··· EXTRACT ···

Lake Victoria, Africa
Lake Victoria or Victoria Nyanza (also known as Ukerewe and Nalubaale) is one of the Great Lakes of Africa. It is a biological hotspot with great biodiversity.
Some light green algae is visible along the northern and southern shorelines, while greater algal growth can be observed in the northeastern corner.
The water near the eastern shore appears light tan, probably due to shallower waters or sediments dredged up by rainfall.
The lake lies within an elevated plateau in the western part of Africa’s Great Rift Valley and is subject to territorial administration by Tanzania, Uganda and Kenya.
Lake Victoria is 68,800 square kilometres (26,560 mi²) in size, making it the continent’s largest lake, the largest tropical lake in the world, and the second widest fresh water lake in the world in terms of surface area (third largest if one considers Lake Michigan-Huron as a single lake).

··· RAW DATA ···

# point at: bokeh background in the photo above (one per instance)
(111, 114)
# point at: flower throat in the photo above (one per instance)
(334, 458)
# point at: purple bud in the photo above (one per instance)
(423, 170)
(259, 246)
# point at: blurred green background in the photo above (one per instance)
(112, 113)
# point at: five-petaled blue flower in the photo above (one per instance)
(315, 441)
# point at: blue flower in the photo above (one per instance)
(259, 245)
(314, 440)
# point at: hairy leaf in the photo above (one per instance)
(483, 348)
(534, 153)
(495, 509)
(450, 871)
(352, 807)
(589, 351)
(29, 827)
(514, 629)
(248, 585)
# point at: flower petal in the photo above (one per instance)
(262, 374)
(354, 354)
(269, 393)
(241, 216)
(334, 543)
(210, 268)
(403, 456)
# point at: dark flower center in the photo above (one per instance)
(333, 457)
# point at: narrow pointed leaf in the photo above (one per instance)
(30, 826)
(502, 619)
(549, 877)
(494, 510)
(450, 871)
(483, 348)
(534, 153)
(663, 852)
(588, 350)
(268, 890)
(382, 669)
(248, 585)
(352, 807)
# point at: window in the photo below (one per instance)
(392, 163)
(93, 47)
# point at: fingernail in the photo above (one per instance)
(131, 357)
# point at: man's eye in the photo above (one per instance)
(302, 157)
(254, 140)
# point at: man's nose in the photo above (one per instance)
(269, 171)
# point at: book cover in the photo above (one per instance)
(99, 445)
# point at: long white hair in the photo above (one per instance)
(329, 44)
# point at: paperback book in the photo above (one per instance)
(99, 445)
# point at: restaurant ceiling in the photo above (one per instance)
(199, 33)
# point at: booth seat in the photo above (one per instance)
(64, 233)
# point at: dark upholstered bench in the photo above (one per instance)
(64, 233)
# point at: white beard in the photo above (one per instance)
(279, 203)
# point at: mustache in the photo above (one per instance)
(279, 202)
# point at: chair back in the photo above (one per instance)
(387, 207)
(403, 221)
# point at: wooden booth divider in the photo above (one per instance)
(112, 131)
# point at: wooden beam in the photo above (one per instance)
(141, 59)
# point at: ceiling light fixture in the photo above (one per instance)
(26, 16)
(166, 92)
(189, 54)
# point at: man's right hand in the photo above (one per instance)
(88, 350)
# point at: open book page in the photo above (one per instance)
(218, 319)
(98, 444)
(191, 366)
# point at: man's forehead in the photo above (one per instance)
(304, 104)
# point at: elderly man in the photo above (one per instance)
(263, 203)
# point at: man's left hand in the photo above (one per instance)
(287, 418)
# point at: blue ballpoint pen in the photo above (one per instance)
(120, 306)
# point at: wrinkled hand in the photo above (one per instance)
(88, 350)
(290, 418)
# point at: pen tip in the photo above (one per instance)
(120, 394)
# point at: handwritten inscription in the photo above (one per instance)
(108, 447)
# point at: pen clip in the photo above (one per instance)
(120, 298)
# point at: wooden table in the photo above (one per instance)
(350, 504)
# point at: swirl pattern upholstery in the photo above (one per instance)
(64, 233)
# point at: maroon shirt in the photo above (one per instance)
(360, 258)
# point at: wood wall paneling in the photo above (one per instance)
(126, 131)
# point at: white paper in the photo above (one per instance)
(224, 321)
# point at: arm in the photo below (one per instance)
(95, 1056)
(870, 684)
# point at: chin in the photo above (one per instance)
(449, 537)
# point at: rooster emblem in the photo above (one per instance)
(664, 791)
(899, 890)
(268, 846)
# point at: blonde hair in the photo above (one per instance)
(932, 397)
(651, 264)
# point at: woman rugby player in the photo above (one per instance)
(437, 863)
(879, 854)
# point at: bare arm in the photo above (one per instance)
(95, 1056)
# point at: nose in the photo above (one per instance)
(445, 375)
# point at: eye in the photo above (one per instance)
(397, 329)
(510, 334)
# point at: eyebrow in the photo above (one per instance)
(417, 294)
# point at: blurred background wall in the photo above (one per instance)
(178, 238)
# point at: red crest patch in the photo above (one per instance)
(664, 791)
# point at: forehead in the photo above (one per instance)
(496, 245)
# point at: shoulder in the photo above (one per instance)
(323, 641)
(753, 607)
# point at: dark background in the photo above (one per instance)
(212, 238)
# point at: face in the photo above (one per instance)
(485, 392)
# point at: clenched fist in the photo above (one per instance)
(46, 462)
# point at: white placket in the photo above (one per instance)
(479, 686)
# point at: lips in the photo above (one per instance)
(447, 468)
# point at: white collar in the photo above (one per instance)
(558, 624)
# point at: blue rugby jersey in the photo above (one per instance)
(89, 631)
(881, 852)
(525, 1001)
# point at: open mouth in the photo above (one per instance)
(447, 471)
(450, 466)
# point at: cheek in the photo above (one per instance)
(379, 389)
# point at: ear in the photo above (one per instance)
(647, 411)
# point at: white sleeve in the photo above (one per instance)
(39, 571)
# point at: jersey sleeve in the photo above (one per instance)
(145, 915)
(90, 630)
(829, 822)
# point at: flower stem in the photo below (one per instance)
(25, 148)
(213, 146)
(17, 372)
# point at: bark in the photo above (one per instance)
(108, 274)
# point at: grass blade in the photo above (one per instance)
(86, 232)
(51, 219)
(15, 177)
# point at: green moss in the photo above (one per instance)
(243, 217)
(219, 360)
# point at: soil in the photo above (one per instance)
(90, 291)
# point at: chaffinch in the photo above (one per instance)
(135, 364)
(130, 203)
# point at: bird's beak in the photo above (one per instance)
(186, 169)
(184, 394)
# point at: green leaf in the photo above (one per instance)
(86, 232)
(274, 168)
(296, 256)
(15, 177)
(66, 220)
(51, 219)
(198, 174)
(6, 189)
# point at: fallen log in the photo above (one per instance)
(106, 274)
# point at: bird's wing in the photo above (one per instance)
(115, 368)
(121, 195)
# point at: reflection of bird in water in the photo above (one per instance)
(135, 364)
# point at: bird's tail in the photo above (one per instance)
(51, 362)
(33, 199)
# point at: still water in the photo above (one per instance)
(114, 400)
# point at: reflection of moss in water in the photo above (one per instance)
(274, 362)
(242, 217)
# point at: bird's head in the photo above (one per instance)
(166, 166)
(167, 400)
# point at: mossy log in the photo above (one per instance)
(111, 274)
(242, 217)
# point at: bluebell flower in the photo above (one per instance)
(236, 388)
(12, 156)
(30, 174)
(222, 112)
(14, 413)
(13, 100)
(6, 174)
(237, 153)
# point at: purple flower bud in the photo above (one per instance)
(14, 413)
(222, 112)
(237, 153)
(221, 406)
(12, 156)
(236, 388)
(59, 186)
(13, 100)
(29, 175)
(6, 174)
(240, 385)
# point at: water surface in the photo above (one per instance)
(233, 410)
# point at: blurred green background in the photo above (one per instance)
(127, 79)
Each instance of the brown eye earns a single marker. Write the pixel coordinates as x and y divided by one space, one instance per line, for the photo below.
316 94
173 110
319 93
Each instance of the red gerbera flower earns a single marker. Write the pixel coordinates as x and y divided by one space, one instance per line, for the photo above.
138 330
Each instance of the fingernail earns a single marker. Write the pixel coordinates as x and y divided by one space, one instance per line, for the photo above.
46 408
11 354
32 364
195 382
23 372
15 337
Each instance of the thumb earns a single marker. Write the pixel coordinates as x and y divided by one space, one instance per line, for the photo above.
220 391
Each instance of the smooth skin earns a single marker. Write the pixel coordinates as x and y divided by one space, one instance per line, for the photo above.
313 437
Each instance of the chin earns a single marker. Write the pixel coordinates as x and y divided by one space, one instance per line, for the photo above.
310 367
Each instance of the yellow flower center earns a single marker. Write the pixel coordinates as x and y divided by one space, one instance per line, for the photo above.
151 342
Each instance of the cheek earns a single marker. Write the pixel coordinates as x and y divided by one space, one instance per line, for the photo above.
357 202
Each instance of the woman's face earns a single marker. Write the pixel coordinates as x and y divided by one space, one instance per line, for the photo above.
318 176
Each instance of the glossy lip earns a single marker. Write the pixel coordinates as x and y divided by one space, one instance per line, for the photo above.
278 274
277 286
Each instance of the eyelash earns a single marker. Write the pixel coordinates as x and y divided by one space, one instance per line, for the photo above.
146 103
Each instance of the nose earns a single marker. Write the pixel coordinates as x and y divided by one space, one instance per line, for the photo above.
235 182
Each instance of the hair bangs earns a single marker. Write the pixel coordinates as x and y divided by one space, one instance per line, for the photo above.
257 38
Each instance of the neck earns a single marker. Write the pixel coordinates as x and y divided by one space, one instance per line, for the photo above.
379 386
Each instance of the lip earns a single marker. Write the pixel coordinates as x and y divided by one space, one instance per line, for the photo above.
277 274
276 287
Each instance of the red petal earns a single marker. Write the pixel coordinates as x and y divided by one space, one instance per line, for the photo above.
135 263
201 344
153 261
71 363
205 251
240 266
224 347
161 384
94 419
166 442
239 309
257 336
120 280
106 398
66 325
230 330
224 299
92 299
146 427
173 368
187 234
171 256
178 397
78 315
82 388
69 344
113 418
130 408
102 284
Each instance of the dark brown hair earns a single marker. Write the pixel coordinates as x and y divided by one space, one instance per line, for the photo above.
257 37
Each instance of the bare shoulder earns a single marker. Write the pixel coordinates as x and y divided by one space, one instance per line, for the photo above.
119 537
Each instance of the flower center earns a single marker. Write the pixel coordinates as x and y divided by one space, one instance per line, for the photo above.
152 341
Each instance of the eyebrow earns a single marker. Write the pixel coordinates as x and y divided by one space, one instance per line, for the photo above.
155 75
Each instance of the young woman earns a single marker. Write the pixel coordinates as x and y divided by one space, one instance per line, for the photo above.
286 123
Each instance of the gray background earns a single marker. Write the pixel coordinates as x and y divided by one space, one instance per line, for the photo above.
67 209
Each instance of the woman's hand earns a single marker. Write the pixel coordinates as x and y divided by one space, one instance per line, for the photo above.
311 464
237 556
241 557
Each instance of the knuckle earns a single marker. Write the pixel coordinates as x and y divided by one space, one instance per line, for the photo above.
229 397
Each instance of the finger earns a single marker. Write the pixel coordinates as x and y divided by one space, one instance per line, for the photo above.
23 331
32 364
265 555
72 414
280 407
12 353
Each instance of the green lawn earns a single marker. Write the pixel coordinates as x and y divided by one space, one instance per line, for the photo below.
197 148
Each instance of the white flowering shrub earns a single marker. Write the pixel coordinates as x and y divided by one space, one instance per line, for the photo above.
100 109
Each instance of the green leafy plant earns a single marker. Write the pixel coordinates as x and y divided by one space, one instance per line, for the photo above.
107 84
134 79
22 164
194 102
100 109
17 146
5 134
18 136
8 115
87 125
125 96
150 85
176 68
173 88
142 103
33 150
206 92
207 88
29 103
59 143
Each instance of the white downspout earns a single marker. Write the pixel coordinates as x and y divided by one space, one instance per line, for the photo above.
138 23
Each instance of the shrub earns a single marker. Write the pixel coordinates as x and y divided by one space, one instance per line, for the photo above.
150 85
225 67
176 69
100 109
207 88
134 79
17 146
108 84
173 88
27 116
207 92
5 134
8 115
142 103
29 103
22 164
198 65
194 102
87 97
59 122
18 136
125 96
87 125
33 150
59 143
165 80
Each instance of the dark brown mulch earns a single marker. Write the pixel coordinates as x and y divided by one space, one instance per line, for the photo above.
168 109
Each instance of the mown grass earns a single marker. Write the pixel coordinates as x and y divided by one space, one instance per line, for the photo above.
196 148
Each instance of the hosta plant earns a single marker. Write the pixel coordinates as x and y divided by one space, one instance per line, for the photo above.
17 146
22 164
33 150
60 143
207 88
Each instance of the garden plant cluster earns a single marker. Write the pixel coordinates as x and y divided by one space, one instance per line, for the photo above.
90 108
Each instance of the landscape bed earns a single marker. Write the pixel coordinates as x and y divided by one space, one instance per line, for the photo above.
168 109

···

> TASK ITEM A: According to the passage on Lake Victoria, which countries administer the lake?
> TASK ITEM B: Pick up the passage on Lake Victoria after its last sentence and carry it on.
The rows are separate material and have nothing to do with the passage on Lake Victoria.

> FINAL ANSWER A: Tanzania, Uganda and Kenya.

> FINAL ANSWER B:
Being relatively shallow for its size, with a maximum depth of 84 m (276 ft) and a mean depth of 40 m (131 ft), Lake Victoria ranks as the seventh largest freshwater lake by volume, containing 2,750 cubic kilometers (2.2 million acre-feet) of water.
It is the source of the longest branch of the River Nile, the White Nile, and has a water catchment area of 184,000 square kilometres (71,040 mi²).
The lake has a shoreline of 3,440 km (2138 miles), and has more than 3,000 islands, many of which are inhabited.